■ **What to work on**: A faithful copy of the data below is required, leaving out every picture.

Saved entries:
↓↓↓

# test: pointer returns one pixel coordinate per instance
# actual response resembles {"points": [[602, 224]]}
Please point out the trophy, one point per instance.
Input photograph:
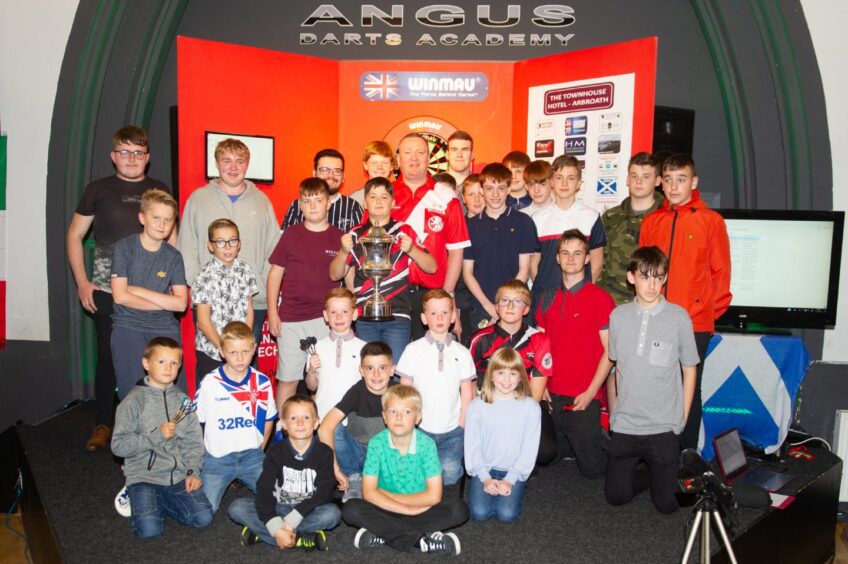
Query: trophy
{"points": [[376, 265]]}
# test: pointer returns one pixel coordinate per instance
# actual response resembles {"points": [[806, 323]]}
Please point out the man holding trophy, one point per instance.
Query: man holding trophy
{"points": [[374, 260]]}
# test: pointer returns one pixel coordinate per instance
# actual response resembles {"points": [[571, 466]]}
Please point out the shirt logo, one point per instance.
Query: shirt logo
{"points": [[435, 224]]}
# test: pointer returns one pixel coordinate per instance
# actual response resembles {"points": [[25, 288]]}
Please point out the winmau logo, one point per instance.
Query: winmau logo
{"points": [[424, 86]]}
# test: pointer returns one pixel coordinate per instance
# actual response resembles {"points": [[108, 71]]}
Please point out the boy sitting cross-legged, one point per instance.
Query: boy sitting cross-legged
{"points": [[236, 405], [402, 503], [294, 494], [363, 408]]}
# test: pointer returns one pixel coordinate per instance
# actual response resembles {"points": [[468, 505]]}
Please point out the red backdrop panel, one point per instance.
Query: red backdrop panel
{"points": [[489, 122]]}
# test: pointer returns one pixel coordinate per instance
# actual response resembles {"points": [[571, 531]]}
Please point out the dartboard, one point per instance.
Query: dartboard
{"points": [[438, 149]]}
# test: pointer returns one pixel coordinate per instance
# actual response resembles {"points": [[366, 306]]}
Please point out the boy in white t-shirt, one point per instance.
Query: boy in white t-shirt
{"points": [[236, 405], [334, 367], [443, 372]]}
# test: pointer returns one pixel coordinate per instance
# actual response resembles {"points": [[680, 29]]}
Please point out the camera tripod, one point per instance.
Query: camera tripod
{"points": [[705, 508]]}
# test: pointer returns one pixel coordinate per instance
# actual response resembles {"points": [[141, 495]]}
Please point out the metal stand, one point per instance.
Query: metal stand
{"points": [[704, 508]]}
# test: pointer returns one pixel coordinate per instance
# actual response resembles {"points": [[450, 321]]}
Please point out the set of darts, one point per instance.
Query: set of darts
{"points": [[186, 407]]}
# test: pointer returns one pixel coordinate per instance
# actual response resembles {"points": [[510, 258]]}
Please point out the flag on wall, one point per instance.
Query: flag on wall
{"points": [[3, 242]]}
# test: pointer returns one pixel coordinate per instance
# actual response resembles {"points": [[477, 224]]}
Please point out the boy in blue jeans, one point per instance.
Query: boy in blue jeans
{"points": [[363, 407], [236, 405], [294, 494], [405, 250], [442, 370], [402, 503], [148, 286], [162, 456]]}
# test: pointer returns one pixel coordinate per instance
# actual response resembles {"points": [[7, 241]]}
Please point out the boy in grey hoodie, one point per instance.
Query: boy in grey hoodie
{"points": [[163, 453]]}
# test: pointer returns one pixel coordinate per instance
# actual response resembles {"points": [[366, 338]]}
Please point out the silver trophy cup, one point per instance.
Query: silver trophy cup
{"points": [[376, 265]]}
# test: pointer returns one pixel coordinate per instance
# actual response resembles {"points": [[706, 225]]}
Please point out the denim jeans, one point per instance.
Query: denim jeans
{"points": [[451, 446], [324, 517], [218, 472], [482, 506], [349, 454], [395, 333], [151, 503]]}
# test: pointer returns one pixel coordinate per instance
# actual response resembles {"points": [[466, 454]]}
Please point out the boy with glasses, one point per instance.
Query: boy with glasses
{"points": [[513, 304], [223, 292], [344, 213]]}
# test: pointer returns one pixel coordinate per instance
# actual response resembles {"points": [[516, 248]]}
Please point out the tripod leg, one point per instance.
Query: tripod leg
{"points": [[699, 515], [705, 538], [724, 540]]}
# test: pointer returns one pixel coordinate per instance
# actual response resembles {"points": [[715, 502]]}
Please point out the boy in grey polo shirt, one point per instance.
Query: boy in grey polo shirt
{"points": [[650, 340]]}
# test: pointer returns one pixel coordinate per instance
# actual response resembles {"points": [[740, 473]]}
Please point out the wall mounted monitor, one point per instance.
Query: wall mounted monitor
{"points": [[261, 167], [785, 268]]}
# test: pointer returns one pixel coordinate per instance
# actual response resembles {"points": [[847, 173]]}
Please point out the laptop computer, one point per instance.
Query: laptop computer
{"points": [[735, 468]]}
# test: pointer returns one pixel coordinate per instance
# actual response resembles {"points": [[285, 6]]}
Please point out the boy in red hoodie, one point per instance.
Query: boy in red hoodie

↑↑↑

■ **Exercise result**:
# test: pointer returns one pixel coordinate per instance
# actual response resembles {"points": [[602, 224]]}
Please point out the trophy, one point per instance.
Input photograph:
Query: trophy
{"points": [[376, 265]]}
# test: pointer returns one pixel coordinate per instance
# actual response resembles {"points": [[806, 323]]}
Please point out the man holding trophy, one point per instance.
Query: man holding trophy
{"points": [[374, 260]]}
# test: pointer returns one pixel coordinate per instance
# actual response resembles {"points": [[571, 466]]}
Please point out the shirt logo, one point per instance.
Query: shirt logo
{"points": [[435, 224]]}
# test: pointer returns one pixel coordinate per instance
# actual response resembles {"points": [[25, 288]]}
Please point out the winmau logo, one point per instance.
Query: winmau logo
{"points": [[424, 86]]}
# test: pointer returns one pixel coordinate per instance
# actual response resembles {"points": [[108, 71]]}
Please point out the boy sitting cross-legged, one point per instance.
Query: boy sitting cross-legged
{"points": [[236, 405], [402, 503], [294, 494], [363, 408]]}
# test: pointer returns one pixel coordinate per instance
# actual response resembles {"points": [[468, 505]]}
Please point out the red backdrop panel, one point per instance.
Query: red backdrop panel
{"points": [[489, 122]]}
# test: pointer returns one pixel coordinate per instance
# actual response resembles {"points": [[571, 531]]}
Please point out the dartboard, one point per instance.
Query: dartboard
{"points": [[438, 149]]}
# test: pointer returns one pixel coordinate per instance
# actual response resembles {"points": [[366, 306]]}
Please point out the boy in white t-shirt, one point per instance.
Query: boy in white t-shirt
{"points": [[236, 405], [334, 367], [443, 372]]}
# test: pointer returns one pixel coordinate per instance
# actual response resembles {"points": [[680, 29]]}
Please point out the camera tripod, one point per instance.
Query: camera tripod
{"points": [[705, 508]]}
# test: pointer returns one pixel coordinate per instance
# actual response resembles {"points": [[141, 495]]}
Please point out the metal stand, one point per instance.
Query: metal stand
{"points": [[704, 508]]}
# test: pointer returns one pixel coordinate per instance
# actual response resembles {"points": [[450, 321]]}
Please point out the set of darts, one point per instance.
Query: set of darts
{"points": [[186, 407]]}
# test: pointer returns one pixel coordinate per instance
# actual response resembles {"points": [[510, 258]]}
Please point out the flag on wall, one point per instance.
Query: flag on wall
{"points": [[3, 242]]}
# test: pointer returns one pixel coordinate per instance
# actual response resembles {"points": [[477, 224]]}
Please point out the boy in blue jeans, one point per instance.
Query: boy in blue jeans
{"points": [[363, 407], [236, 405], [294, 494], [405, 250], [442, 370], [402, 503], [148, 286], [162, 456]]}
# test: pointer returns one pixel coordinate per instance
# actual response resembles {"points": [[7, 241]]}
Please point out the boy in grey hoodie, one point per instance.
Query: boy in grey hoodie
{"points": [[163, 453]]}
# test: pointer returns one pixel coordinate per instance
# actual response resembles {"points": [[366, 338]]}
Please point out the silver trophy cup, one point per instance.
Query: silver trophy cup
{"points": [[376, 265]]}
# test: pointer returns one pixel coordinate per instance
# actual response resembles {"points": [[706, 225]]}
Please point out the denim jeans, one point per instance.
Query: denim jeans
{"points": [[451, 446], [324, 517], [218, 472], [482, 506], [349, 454], [395, 333], [151, 503]]}
# test: pointer returns one pixel coordinate per instance
# actual response resembles {"points": [[466, 454]]}
Please point out the boy with glasses, one point per instance.
Query: boy with glasses
{"points": [[513, 304], [223, 292], [344, 213]]}
# test: pointer returns one pixel coordinate per instance
# actual response resembles {"points": [[516, 248]]}
Please point out the tripod leg, one point per instance.
Query: tripod leg
{"points": [[699, 515], [705, 538], [724, 540]]}
# test: pointer returns one pixel coordinate per instance
# actual response resembles {"points": [[715, 502]]}
Please point out the boy in grey polo shirt, one point per instance.
Query: boy in grey polo shirt
{"points": [[650, 340]]}
# test: pointer returns one pixel coordinate per instance
# actual response resembles {"points": [[740, 473]]}
Please point out the wall mounted monitor, one point per instance.
Query: wall mounted monitor
{"points": [[261, 167], [785, 268]]}
# test: pointer returns one pixel coordinate per instance
# actual response resembles {"points": [[847, 173]]}
Please point out the laptop computer, one point per instance.
Query: laptop computer
{"points": [[735, 468]]}
# test: pointer returns one pixel coordinate per instance
# actual response resembles {"points": [[285, 6]]}
Please point out the boy in red hoodie, one point per instance.
Query: boy in red hoodie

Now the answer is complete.